*** Block opens ***

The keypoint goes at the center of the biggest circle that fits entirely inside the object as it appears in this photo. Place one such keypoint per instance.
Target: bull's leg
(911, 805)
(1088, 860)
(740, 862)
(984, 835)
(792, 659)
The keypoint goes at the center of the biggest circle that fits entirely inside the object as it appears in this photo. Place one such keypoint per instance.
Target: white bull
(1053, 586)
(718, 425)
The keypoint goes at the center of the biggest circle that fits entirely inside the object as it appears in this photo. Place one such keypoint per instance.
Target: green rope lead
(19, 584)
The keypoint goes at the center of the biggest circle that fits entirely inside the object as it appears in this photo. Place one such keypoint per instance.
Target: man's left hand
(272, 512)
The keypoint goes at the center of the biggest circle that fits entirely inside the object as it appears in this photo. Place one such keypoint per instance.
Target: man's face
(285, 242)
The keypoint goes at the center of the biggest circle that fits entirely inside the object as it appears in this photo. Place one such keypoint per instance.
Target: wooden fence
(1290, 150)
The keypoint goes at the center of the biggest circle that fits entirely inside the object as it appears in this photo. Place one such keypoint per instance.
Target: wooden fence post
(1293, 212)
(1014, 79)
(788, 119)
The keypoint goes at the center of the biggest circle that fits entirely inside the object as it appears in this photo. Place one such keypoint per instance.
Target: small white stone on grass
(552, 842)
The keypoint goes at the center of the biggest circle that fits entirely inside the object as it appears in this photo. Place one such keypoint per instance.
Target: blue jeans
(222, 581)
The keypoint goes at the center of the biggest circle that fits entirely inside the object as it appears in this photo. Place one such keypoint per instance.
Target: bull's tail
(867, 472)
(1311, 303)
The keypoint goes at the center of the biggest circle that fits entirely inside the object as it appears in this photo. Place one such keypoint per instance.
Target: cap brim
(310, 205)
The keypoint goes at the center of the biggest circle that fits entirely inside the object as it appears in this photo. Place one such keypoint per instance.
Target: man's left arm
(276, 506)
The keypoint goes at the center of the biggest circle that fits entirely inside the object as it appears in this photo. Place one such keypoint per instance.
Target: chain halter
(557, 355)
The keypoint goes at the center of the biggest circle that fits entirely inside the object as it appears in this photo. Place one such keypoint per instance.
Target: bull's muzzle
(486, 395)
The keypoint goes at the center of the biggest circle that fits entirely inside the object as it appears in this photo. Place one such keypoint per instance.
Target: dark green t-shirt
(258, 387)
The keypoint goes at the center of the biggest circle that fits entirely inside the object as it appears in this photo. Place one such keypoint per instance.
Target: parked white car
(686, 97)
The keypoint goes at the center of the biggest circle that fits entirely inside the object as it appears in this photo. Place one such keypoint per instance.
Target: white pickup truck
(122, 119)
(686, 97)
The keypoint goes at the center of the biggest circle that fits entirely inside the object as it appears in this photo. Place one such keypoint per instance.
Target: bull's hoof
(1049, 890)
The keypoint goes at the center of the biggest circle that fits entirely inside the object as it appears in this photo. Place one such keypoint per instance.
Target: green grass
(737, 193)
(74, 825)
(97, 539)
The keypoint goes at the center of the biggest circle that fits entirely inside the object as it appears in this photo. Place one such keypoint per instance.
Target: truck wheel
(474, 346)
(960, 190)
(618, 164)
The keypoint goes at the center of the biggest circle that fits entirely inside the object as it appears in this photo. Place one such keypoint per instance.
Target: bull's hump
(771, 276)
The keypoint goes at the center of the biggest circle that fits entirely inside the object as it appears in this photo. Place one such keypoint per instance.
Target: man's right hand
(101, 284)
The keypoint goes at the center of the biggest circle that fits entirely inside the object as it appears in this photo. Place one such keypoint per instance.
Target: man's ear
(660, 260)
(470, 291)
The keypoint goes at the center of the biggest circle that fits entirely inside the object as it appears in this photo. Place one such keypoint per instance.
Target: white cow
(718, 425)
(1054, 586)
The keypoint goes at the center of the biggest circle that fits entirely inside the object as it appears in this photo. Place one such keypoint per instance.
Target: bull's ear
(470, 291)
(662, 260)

*** Block closes ***

◆ **ACTIVITY**: Each entry needs to be written out again, exactly as given.

◆ **ANSWER FOR THIS EXERCISE**:
The keypoint goes at the center of the biggest circle that fits entirely inside the object as it appears in this photo. Place one such keypoint per instance.
Target: bull's leg
(911, 805)
(1088, 860)
(740, 862)
(984, 835)
(792, 659)
The keypoint goes at the center of the biggest circle that fits entirely inside the object as it appears in this photo. Place one such keypoint per instance.
Target: white bull
(1053, 586)
(718, 425)
The keypoint goes at the center of the biggest circle that fits entirely inside the object as it appears in this photo. Place one such keypoint per instance.
Target: green rope lead
(19, 584)
The keypoint goes at the center of the biggest circle that fits entirely inside the object as it appears in this photo. Place one such keypoint per instance.
Target: man's left hand
(272, 512)
The keypoint goes at the center of the biggest circle that fits entirely inside the object as it appears in this photo. Place one such keypoint per instance.
Target: man's face
(285, 242)
The keypoint goes at the center of the biggest circle that fits entirely inside the object as it appears in this photo. Place one such keypoint per instance.
Target: wooden fence
(1290, 150)
The keypoint goes at the center of the biggest circle that fits entirely inside the object as it appears in this photo. Place one such keypoint per instance.
Target: wooden fence post
(1293, 212)
(1014, 79)
(788, 119)
The keypoint goes at the center of the biggest circle that fits entirely inside the object as it appears in this photo. Place one such keypoint per instance.
Target: small white stone on grass
(552, 842)
The keypoint goes at the center of the biggest circle that fits entirely inside the object as it appears in this photo. Place one such keypoint per instance.
Target: blue jeans
(222, 581)
The keypoint goes at the center of the biggest circle that fits entirely inside the object as it appears in this photo. Place one such keypoint per instance.
Target: bull's tail
(867, 472)
(1311, 303)
The keypoint goes at the center of the biggest circle that fits entirely inside the object as it appears in this photo. Place one such keypoint per instance.
Target: cap brim
(310, 205)
The keypoint goes at the center of the biggest circle that fits entirely inside the object as it appears in this photo. Place one such keypoint per instance.
Target: man's left arm
(276, 506)
The keypoint goes at the center of the biggest circle that fits entirely inside the object as it appears in this photo. Place one such keypoint per instance.
Target: chain halter
(557, 355)
The keypoint goes at the center of the biggest circle that fits entirely inside the object as it appears in this photo. Place one such keypoint per instance.
Target: bull's muzzle
(486, 395)
The keypoint goes at the center of the biggest circle that fits entirely inside the object as it appears in this photo. Place one such keypoint per instance.
Target: dark green t-shirt
(258, 387)
The keypoint goes at the center of the biggest circle that fits entirely inside the object as it appears in this photo. Place one such keypoint per instance.
Target: parked white car
(686, 97)
The keypoint goes at the center of the biggest circle that fits entirely inside the object as it appears in this photo. Place one such keypoint per instance.
Target: white pickup truck
(122, 119)
(686, 97)
The keypoint goes at the center of the biggest circle that fits entirely inside the object as it appears in this photo. Place one such keypoint per instance.
Target: bull's hoof
(1049, 890)
The keypoint goes at the center of the biggest circle that fits entirely inside the object as it appears in this photo. Place one such keypoint per instance.
Target: green grass
(737, 193)
(74, 825)
(97, 539)
The keypoint goes at the center of the biggest circle that fits entirely inside the object as it appears in this photo. Place one such keypoint per instance.
Target: truck wheel
(474, 346)
(960, 190)
(618, 164)
The keypoint goes at the center of the biggest circle that fits entirely inside the object as it appears in this photo. Place one such keypoint per instance.
Target: bull's hump
(771, 276)
The keypoint goes at the center of the biggest circle that fits entirely inside the object as it appears in this photo. Place one such keypoint per instance.
Target: man's right hand
(101, 284)
The keypoint goes at the center of the biggest circle that fits entirely inside the object as it appears in this photo. Place one such keypoint per instance.
Target: man's ear
(660, 260)
(470, 291)
The keypoint goes at the center of the biggest circle that fits entirely inside the object as it appears in this photo. Place one such keypoint per instance.
Target: white cow
(718, 425)
(1054, 586)
The keypoint goes at the center of the biggest circle that fits entirely inside the object as it appears in this photo. Place one such keypoint per instance.
Target: bull's ear
(470, 291)
(662, 260)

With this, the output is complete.